Study text:
——

This reminds me of a similar IT fiasco I faced some years ago, when the brilliance of IT personnel really shone through regarding an ICU monitoring system that crashed regularly.  Their solution?  Add more RAM.  (See "Serious clinical computing problems in the worst of places: an ICU" at http://www.ischool.drexel.edu/faculty/ssilverstein/cases/?loc=cases&sloc=clinical%20computing%20problems%20in%20ICU).

... Silverstein earned a medical degree from Boston University and subsequently completed a two-year fellowship in medical informatics at Yale University School of Medicine. He served as Merck Research Laboratories' director of scientific information in the early 2000s before serving for a time as a full-time professor at Drexel University. Today, in addition to teaching part-time, Silverstein works on [EHR-related - ed.] medical liability cases for plaintiff attorneys. [And the defense too, when asked; I'd rather advise on how to prevent mistakes, in fact, than get involved after the fact when someone's been injured or killed - ed.]


What was not mentioned was that I was a CMIO in a major hospital in the mid to late 1990s.

But of course, I - and similarly trained Medical Informatics experts - "don't have enough experience" to lead (as opposed to being an 'internal consultant') health IT projects, a refrain I've often heard from hospital executives.


Silverstein said he started assisting on the liability cases after his mother died as the result of an electronic health care record error that resulted in her not being given the proper heart medicine. Silverstein said his mother's case was not an anomaly.

——

Extracted records:
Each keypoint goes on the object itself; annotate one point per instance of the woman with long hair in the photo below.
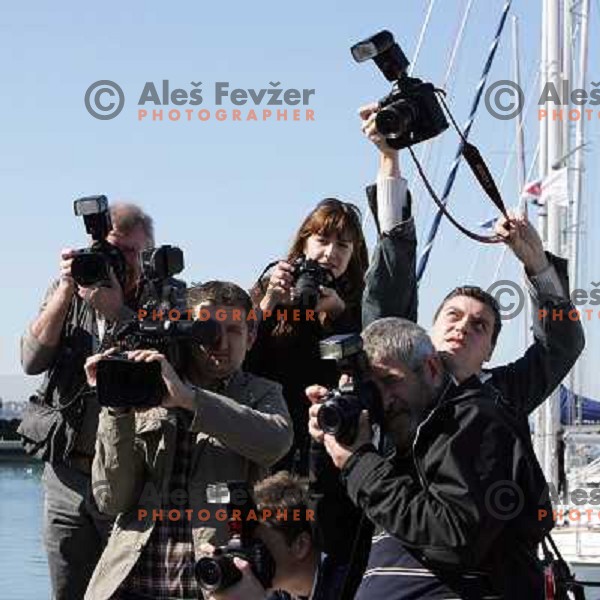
(287, 344)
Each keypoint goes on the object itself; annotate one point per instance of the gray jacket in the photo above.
(239, 435)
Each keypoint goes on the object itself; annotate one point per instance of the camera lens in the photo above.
(208, 573)
(396, 119)
(330, 418)
(88, 268)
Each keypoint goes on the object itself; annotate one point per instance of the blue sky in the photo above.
(232, 194)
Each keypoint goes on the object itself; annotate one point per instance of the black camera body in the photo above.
(340, 413)
(309, 275)
(122, 382)
(91, 266)
(125, 383)
(411, 113)
(218, 572)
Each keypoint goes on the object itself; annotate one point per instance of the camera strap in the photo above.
(482, 174)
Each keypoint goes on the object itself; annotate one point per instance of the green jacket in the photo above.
(239, 435)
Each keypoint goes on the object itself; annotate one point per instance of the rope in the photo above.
(452, 176)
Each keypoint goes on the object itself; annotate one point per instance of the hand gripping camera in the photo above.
(218, 572)
(411, 113)
(122, 382)
(309, 276)
(340, 413)
(91, 266)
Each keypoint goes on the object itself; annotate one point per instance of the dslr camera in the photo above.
(91, 266)
(309, 275)
(218, 572)
(411, 113)
(122, 382)
(340, 413)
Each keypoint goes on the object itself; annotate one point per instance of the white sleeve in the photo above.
(391, 200)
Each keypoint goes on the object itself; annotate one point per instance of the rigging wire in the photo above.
(427, 149)
(452, 175)
(424, 28)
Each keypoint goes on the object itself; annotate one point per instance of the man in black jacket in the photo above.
(456, 506)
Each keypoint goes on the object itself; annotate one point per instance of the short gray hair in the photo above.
(126, 217)
(398, 340)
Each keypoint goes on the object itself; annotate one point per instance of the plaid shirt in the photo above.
(165, 568)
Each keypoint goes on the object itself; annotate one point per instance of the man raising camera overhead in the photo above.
(61, 419)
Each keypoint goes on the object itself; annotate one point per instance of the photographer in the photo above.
(332, 235)
(467, 323)
(301, 569)
(216, 423)
(286, 350)
(60, 422)
(442, 529)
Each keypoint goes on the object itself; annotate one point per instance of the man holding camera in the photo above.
(438, 501)
(468, 321)
(152, 466)
(286, 531)
(61, 420)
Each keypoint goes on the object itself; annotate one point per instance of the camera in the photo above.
(91, 266)
(411, 113)
(122, 382)
(309, 275)
(340, 413)
(218, 572)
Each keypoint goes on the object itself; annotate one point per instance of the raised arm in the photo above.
(390, 283)
(558, 337)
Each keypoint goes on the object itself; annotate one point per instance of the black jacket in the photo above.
(466, 501)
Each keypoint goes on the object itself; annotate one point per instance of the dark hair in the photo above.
(280, 492)
(219, 292)
(334, 216)
(472, 291)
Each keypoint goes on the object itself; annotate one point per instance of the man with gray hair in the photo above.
(61, 419)
(456, 505)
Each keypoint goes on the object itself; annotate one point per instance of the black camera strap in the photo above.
(482, 174)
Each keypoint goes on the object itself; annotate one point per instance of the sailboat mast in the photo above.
(553, 154)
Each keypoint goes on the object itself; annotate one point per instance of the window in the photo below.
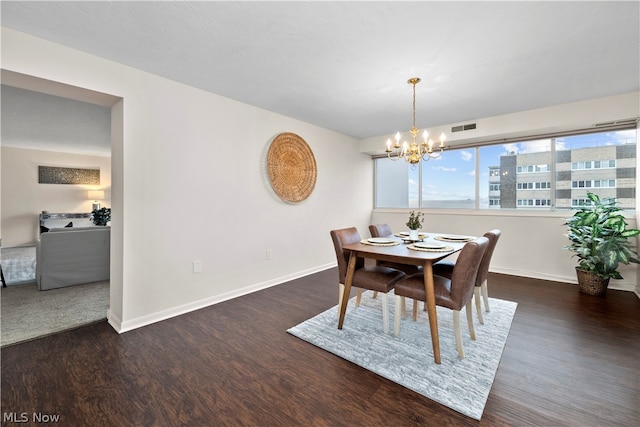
(449, 181)
(550, 173)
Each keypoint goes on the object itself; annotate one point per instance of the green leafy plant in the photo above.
(101, 216)
(599, 238)
(415, 220)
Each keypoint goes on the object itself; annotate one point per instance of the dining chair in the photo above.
(445, 268)
(375, 278)
(384, 230)
(453, 293)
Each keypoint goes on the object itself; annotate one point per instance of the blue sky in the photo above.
(452, 176)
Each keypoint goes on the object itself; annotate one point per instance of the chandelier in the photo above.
(414, 152)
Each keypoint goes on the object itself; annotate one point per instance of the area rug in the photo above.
(462, 385)
(28, 313)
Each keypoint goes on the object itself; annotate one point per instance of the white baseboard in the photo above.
(620, 285)
(141, 321)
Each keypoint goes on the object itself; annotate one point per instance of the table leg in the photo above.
(347, 288)
(431, 310)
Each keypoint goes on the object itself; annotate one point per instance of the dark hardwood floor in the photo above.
(570, 360)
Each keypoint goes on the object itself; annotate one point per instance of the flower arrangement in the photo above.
(415, 220)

——

Work to be completed:
Extend the health IT passage by picking up after its last sentence.

Answer section:
For example, he pointed to the results of a recent Emergency Care Research Institute study of 36 hospitals conducted over a nine-week period. Asked to report electronic record problems on a volunteer basis, Silverstein said the hospitals reported 170 malfunctions, including eight incidents that resulted in patient harm, three of which may have contributed to patients' deaths.  Although the federal Food and Drug Administration does not regulate health care information technology, some manufacturers have voluntarily supplied data to the FDA. In February 2010, the FDA reported it had been notified of 260 problem events involving health care information technology in the previous two years that were linked with 44 injuries and six deaths.

See my Feb. 28, 2013 post "Peering Underneath the Iceberg's Water Level: AMNews on the New ECRI Deep Dive Study of Health IT Events" at http://hcrenewal.blogspot.com/2013/02/peering-underneath-icebergs-water-level.html.  Also see my Aug. 5, 2010 post "Internal FDA memorandum of Feb. 23, 2010 to Jeffrey Shuren on HIT risks. Smoking gun? I report, you decide" at http://hcrenewal.blogspot.com/2010/08/smoking-gun-internal-fda-memorandum-of.html. I merely report what ECRI, AMA and FDA have reported.

Finally:

In his press release, however, [CEO] Domanico stated that "more than 150 studies conducted since 2007 have confirmed that organizations using health information technology, like CPOE, have seen positive outcomes."

I believe he's referring to a highly biased and scientifically defective ONC paper of 154 selected studies: "The Benefits Of Health Information Technology: A Review Of The Recent Literature Shows Predominantly Positive Results."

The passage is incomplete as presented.